** start Given records **

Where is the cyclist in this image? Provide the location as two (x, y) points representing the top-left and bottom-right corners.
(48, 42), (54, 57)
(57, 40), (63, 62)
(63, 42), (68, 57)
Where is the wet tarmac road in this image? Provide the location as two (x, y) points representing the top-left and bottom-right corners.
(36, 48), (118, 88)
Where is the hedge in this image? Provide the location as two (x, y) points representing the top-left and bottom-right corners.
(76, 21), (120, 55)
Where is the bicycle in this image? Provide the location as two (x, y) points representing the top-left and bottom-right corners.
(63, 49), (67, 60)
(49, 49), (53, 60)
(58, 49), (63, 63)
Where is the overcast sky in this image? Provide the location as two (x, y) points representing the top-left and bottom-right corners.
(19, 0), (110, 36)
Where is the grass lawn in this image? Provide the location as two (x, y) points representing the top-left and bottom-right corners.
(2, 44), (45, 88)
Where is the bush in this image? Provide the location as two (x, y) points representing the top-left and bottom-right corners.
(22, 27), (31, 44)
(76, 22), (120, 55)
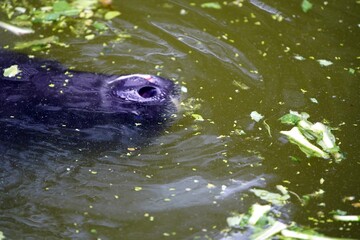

** end Given records **

Turn the rows above, from the first line through the line containing "(63, 42), (68, 57)" (both included), into a numbered list, leaving out blank lines.

1. Where is the cyclist in this image? Provide the location as two (x, y) points representing the top-left and bottom-right corners.
2. (48, 42), (54, 57)
3. (57, 40), (63, 62)
4. (63, 42), (68, 57)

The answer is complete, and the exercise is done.